Excerpts of location labeling data:

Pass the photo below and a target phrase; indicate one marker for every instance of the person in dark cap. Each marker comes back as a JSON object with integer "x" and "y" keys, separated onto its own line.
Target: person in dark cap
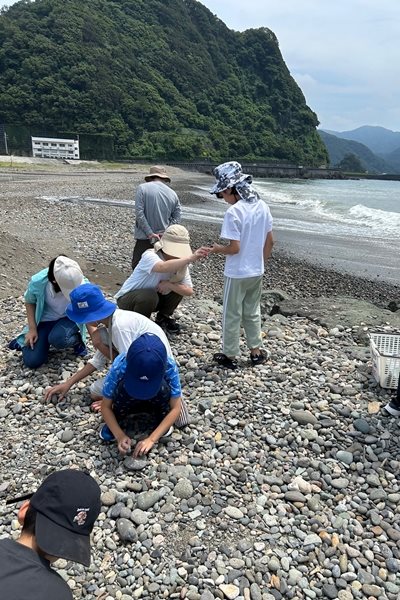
{"x": 57, "y": 521}
{"x": 156, "y": 207}
{"x": 145, "y": 379}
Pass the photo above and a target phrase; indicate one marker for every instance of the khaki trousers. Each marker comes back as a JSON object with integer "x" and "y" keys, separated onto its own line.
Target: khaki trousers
{"x": 241, "y": 305}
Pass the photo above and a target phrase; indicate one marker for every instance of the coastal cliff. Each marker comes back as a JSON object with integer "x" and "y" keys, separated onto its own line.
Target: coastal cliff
{"x": 163, "y": 80}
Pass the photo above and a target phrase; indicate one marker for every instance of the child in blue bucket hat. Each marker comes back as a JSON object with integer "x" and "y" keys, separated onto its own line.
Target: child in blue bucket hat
{"x": 120, "y": 330}
{"x": 142, "y": 379}
{"x": 247, "y": 226}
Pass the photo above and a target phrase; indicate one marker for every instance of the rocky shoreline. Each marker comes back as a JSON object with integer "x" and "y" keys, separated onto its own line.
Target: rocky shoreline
{"x": 286, "y": 483}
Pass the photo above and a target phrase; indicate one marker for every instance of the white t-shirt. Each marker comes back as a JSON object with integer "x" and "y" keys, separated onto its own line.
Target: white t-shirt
{"x": 249, "y": 223}
{"x": 55, "y": 304}
{"x": 143, "y": 277}
{"x": 126, "y": 327}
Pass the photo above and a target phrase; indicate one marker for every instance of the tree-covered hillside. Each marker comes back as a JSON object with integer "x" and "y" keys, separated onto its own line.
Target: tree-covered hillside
{"x": 166, "y": 78}
{"x": 339, "y": 148}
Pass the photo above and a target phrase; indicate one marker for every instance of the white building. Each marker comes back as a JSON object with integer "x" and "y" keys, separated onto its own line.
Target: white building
{"x": 55, "y": 148}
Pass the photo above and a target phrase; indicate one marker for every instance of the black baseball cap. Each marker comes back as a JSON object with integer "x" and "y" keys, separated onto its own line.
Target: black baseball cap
{"x": 67, "y": 505}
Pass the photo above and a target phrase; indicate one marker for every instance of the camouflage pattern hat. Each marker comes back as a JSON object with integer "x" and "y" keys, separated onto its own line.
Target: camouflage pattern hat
{"x": 228, "y": 175}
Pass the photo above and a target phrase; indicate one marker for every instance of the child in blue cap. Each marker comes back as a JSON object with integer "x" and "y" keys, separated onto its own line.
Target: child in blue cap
{"x": 143, "y": 379}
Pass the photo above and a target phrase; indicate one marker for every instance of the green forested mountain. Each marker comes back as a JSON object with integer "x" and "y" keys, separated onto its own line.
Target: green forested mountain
{"x": 378, "y": 139}
{"x": 165, "y": 78}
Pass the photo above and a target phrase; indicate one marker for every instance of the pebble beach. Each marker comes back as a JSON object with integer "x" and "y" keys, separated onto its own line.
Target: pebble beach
{"x": 285, "y": 484}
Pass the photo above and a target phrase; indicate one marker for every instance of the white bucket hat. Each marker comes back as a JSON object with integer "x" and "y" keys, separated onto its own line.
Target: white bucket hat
{"x": 67, "y": 274}
{"x": 175, "y": 241}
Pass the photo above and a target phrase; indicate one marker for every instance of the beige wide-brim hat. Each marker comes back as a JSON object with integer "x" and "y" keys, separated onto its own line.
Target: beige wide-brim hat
{"x": 175, "y": 242}
{"x": 68, "y": 275}
{"x": 157, "y": 172}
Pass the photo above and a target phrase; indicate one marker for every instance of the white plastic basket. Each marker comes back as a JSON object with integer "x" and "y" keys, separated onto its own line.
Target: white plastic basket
{"x": 385, "y": 354}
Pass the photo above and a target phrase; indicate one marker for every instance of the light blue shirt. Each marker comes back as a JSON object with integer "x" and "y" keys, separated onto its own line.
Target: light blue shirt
{"x": 36, "y": 294}
{"x": 118, "y": 370}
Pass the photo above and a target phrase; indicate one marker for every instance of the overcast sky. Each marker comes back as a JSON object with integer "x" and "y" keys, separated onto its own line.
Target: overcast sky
{"x": 344, "y": 54}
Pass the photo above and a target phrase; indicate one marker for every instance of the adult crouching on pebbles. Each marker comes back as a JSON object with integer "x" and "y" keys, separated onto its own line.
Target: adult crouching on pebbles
{"x": 46, "y": 299}
{"x": 156, "y": 207}
{"x": 56, "y": 521}
{"x": 116, "y": 330}
{"x": 247, "y": 226}
{"x": 161, "y": 278}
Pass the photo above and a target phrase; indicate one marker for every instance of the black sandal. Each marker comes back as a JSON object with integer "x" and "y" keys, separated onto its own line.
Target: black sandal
{"x": 225, "y": 361}
{"x": 258, "y": 359}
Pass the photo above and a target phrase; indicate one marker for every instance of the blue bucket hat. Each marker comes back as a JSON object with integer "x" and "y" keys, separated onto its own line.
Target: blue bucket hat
{"x": 88, "y": 304}
{"x": 228, "y": 175}
{"x": 146, "y": 361}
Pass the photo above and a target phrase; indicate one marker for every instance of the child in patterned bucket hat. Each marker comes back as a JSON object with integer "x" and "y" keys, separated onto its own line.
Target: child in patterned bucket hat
{"x": 247, "y": 226}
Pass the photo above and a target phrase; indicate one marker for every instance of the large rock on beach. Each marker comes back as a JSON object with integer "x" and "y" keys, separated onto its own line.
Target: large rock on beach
{"x": 334, "y": 311}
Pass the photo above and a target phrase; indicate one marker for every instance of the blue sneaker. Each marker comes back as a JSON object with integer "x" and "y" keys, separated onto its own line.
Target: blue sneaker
{"x": 106, "y": 434}
{"x": 14, "y": 345}
{"x": 80, "y": 349}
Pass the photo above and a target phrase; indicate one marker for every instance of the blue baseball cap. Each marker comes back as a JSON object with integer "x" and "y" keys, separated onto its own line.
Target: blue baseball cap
{"x": 146, "y": 361}
{"x": 88, "y": 304}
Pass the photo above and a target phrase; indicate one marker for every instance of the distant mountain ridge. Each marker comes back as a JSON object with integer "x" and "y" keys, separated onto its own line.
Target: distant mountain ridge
{"x": 338, "y": 148}
{"x": 378, "y": 139}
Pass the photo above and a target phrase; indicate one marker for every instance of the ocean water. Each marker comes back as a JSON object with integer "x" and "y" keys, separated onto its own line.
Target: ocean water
{"x": 353, "y": 225}
{"x": 350, "y": 225}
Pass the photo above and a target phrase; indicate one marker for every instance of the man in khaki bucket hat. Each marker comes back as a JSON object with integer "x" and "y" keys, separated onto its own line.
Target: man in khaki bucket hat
{"x": 156, "y": 207}
{"x": 161, "y": 278}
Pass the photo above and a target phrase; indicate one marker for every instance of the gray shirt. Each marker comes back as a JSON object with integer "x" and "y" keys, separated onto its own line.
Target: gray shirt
{"x": 25, "y": 575}
{"x": 156, "y": 207}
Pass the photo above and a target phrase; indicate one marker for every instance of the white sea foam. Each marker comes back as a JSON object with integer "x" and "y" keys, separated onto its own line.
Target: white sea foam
{"x": 387, "y": 222}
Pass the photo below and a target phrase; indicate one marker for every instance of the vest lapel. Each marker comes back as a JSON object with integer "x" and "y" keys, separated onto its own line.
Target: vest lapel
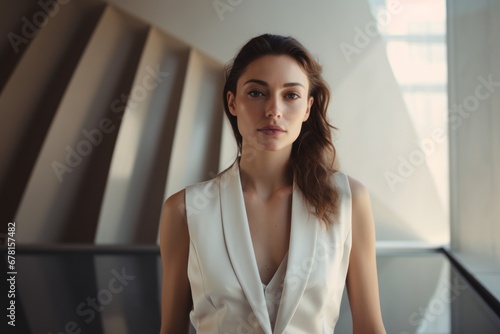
{"x": 239, "y": 244}
{"x": 301, "y": 255}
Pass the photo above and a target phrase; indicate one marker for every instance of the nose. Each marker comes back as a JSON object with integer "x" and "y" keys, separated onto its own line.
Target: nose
{"x": 273, "y": 108}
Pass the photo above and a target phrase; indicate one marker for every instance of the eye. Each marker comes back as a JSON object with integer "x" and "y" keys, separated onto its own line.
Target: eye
{"x": 255, "y": 93}
{"x": 292, "y": 96}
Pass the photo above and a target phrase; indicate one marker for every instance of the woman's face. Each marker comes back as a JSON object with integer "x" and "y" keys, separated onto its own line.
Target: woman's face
{"x": 271, "y": 103}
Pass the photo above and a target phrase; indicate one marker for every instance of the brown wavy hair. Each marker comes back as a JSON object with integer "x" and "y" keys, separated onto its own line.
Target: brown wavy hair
{"x": 313, "y": 154}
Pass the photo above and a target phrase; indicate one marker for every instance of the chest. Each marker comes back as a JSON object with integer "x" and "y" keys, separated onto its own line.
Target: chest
{"x": 269, "y": 223}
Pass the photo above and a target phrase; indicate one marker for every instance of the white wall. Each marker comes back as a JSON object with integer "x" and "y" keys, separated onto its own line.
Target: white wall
{"x": 367, "y": 105}
{"x": 474, "y": 53}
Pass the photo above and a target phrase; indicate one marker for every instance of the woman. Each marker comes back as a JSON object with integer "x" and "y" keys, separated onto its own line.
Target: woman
{"x": 269, "y": 244}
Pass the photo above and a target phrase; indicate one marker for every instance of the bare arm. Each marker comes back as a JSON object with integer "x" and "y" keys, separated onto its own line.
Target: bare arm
{"x": 362, "y": 282}
{"x": 176, "y": 301}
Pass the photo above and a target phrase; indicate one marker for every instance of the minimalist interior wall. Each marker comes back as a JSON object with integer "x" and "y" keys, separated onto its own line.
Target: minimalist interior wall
{"x": 474, "y": 78}
{"x": 87, "y": 54}
{"x": 96, "y": 116}
{"x": 376, "y": 128}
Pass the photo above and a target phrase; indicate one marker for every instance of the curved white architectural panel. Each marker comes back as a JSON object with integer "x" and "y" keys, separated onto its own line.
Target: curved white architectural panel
{"x": 132, "y": 202}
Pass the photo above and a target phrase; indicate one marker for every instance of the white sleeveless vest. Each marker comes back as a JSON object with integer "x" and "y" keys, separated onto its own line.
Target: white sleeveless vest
{"x": 228, "y": 295}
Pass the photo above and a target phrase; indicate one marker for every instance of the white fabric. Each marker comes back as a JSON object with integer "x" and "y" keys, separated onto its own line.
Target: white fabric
{"x": 228, "y": 295}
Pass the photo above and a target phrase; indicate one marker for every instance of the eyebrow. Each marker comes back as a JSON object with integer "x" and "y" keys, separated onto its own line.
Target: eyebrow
{"x": 263, "y": 83}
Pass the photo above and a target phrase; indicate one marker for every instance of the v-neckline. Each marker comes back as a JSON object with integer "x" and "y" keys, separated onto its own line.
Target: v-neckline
{"x": 279, "y": 271}
{"x": 247, "y": 224}
{"x": 304, "y": 232}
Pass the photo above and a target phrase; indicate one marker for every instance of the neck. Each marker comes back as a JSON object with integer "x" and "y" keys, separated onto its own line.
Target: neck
{"x": 265, "y": 172}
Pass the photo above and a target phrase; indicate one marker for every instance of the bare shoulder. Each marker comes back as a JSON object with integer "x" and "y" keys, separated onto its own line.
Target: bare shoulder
{"x": 174, "y": 206}
{"x": 361, "y": 204}
{"x": 359, "y": 192}
{"x": 173, "y": 218}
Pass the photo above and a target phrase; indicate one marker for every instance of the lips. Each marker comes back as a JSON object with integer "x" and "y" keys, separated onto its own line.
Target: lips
{"x": 271, "y": 130}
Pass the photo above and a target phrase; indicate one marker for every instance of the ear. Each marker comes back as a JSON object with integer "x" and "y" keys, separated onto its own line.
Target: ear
{"x": 231, "y": 102}
{"x": 308, "y": 111}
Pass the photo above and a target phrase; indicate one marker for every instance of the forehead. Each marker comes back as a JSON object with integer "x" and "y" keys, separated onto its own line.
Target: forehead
{"x": 275, "y": 70}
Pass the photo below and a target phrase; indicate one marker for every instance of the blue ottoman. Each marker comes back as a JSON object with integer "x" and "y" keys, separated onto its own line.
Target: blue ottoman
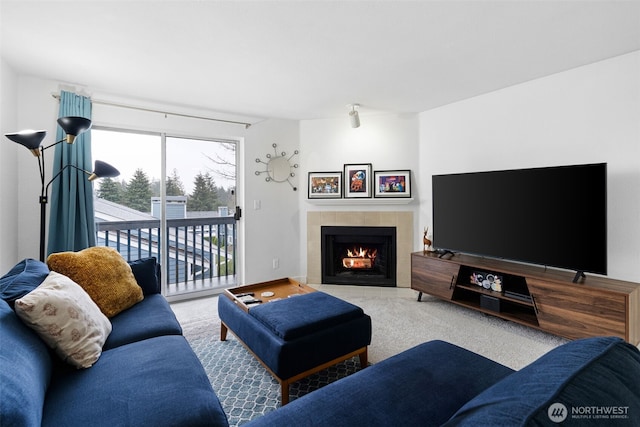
{"x": 296, "y": 337}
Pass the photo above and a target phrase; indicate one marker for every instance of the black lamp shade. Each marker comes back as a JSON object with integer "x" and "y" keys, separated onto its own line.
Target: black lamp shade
{"x": 103, "y": 170}
{"x": 29, "y": 138}
{"x": 74, "y": 126}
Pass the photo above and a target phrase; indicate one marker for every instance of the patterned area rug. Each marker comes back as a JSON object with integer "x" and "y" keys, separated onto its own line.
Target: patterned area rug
{"x": 245, "y": 388}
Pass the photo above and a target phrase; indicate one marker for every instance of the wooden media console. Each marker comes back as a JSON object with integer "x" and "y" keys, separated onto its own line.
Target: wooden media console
{"x": 541, "y": 298}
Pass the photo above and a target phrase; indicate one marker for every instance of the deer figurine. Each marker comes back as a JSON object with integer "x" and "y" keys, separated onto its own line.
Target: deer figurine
{"x": 426, "y": 241}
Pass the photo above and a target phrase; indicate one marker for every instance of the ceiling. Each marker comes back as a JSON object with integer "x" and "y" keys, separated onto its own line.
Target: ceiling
{"x": 309, "y": 59}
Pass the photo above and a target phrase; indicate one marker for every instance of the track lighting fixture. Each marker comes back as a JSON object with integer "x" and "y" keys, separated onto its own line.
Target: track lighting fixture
{"x": 354, "y": 118}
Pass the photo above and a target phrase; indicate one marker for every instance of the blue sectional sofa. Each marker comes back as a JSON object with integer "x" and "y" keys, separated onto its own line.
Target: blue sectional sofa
{"x": 589, "y": 382}
{"x": 147, "y": 373}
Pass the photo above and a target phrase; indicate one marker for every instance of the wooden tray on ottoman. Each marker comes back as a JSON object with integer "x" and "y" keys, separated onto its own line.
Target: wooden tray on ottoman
{"x": 281, "y": 288}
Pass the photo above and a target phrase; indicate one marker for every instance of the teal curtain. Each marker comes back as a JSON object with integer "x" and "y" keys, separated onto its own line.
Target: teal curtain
{"x": 71, "y": 217}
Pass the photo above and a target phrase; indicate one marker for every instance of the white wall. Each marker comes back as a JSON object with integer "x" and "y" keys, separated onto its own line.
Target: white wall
{"x": 387, "y": 141}
{"x": 263, "y": 230}
{"x": 8, "y": 168}
{"x": 586, "y": 115}
{"x": 273, "y": 230}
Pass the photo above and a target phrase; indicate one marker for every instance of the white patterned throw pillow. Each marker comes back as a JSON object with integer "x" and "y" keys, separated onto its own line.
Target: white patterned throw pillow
{"x": 66, "y": 318}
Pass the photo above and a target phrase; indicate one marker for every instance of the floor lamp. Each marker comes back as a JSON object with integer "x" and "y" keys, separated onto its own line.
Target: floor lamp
{"x": 32, "y": 139}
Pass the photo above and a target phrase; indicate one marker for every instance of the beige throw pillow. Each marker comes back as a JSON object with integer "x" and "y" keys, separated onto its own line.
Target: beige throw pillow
{"x": 66, "y": 318}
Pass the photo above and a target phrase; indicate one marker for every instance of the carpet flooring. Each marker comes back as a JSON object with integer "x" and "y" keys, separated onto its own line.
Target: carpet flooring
{"x": 246, "y": 390}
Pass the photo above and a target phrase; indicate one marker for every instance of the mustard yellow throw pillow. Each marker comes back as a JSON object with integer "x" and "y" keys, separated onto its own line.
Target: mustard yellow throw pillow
{"x": 103, "y": 274}
{"x": 64, "y": 316}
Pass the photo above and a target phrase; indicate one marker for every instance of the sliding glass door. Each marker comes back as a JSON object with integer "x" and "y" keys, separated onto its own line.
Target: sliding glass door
{"x": 175, "y": 199}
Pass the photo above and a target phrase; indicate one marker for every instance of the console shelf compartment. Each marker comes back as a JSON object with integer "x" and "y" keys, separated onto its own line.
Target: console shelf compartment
{"x": 546, "y": 299}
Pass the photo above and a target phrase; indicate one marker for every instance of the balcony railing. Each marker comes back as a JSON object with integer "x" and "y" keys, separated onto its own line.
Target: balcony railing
{"x": 201, "y": 252}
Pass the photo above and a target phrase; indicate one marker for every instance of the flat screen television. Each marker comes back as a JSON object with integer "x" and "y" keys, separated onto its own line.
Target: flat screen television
{"x": 551, "y": 216}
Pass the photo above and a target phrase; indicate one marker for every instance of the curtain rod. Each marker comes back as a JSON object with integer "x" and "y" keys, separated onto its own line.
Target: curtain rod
{"x": 151, "y": 110}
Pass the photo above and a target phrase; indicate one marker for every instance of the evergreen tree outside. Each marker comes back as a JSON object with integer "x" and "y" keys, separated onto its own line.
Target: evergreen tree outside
{"x": 174, "y": 185}
{"x": 204, "y": 196}
{"x": 111, "y": 190}
{"x": 138, "y": 194}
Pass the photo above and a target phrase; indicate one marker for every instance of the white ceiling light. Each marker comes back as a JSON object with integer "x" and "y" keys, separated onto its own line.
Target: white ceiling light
{"x": 354, "y": 118}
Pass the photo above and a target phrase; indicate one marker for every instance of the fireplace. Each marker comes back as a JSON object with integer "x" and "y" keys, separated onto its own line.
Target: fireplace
{"x": 358, "y": 255}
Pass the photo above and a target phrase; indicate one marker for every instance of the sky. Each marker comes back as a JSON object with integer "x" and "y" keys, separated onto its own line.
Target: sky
{"x": 130, "y": 151}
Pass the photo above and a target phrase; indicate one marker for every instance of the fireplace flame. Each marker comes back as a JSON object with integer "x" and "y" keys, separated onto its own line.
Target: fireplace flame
{"x": 359, "y": 258}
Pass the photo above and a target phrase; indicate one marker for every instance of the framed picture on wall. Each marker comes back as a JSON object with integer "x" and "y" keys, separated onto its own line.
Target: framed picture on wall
{"x": 357, "y": 180}
{"x": 395, "y": 183}
{"x": 325, "y": 185}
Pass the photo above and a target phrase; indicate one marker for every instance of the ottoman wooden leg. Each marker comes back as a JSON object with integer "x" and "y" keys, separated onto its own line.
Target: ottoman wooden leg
{"x": 363, "y": 358}
{"x": 284, "y": 392}
{"x": 223, "y": 331}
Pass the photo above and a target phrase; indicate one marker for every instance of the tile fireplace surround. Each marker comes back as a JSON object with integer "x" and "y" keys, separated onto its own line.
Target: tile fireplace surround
{"x": 403, "y": 221}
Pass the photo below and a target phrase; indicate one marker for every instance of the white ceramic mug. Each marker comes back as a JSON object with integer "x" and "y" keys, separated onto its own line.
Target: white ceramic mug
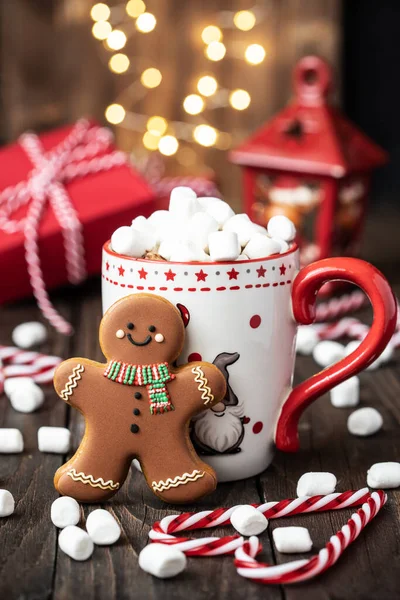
{"x": 242, "y": 316}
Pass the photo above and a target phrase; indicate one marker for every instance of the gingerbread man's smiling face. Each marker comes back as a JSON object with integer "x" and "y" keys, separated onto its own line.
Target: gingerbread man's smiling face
{"x": 142, "y": 329}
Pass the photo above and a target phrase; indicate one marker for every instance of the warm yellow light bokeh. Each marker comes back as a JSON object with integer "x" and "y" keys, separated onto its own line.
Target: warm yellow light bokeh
{"x": 193, "y": 104}
{"x": 151, "y": 77}
{"x": 239, "y": 99}
{"x": 101, "y": 30}
{"x": 207, "y": 85}
{"x": 205, "y": 135}
{"x": 244, "y": 20}
{"x": 215, "y": 51}
{"x": 168, "y": 145}
{"x": 146, "y": 22}
{"x": 157, "y": 125}
{"x": 150, "y": 141}
{"x": 211, "y": 33}
{"x": 119, "y": 63}
{"x": 115, "y": 114}
{"x": 254, "y": 54}
{"x": 100, "y": 12}
{"x": 116, "y": 40}
{"x": 134, "y": 8}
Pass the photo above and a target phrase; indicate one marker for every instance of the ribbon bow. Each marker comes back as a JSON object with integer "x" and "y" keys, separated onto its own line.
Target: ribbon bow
{"x": 81, "y": 153}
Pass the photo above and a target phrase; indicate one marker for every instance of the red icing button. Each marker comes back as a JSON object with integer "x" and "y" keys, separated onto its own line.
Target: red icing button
{"x": 255, "y": 321}
{"x": 257, "y": 427}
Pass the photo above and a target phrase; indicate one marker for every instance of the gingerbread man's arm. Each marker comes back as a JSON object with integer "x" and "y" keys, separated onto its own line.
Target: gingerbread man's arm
{"x": 71, "y": 375}
{"x": 205, "y": 386}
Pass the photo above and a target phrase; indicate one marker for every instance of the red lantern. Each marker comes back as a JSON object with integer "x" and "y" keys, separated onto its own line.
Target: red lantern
{"x": 313, "y": 165}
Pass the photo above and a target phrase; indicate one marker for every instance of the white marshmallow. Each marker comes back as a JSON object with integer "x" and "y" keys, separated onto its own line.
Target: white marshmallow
{"x": 221, "y": 211}
{"x": 247, "y": 520}
{"x": 65, "y": 511}
{"x": 346, "y": 393}
{"x": 54, "y": 439}
{"x": 292, "y": 539}
{"x": 223, "y": 245}
{"x": 162, "y": 561}
{"x": 76, "y": 543}
{"x": 314, "y": 484}
{"x": 261, "y": 246}
{"x": 7, "y": 503}
{"x": 281, "y": 227}
{"x": 29, "y": 334}
{"x": 384, "y": 475}
{"x": 102, "y": 527}
{"x": 11, "y": 441}
{"x": 199, "y": 228}
{"x": 306, "y": 340}
{"x": 24, "y": 394}
{"x": 364, "y": 421}
{"x": 328, "y": 352}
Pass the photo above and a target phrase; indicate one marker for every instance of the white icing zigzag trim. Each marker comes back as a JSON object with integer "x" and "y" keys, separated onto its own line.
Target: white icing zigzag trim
{"x": 89, "y": 479}
{"x": 203, "y": 386}
{"x": 161, "y": 486}
{"x": 72, "y": 382}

**Task description:**
Starting from the line containing "the white icing" and ending with the final line of the data, reproduce each line exactly as it appears, including no other lines.

**Expected output:**
Pass the photo above and a target phrase; indicate one marker for every instance of the white icing zigzag trim. Each marker comes back as a JSON object with integer "x" and "y" keys, separated onto its own line.
Target: white icing zigzag trim
{"x": 89, "y": 479}
{"x": 203, "y": 386}
{"x": 161, "y": 486}
{"x": 72, "y": 382}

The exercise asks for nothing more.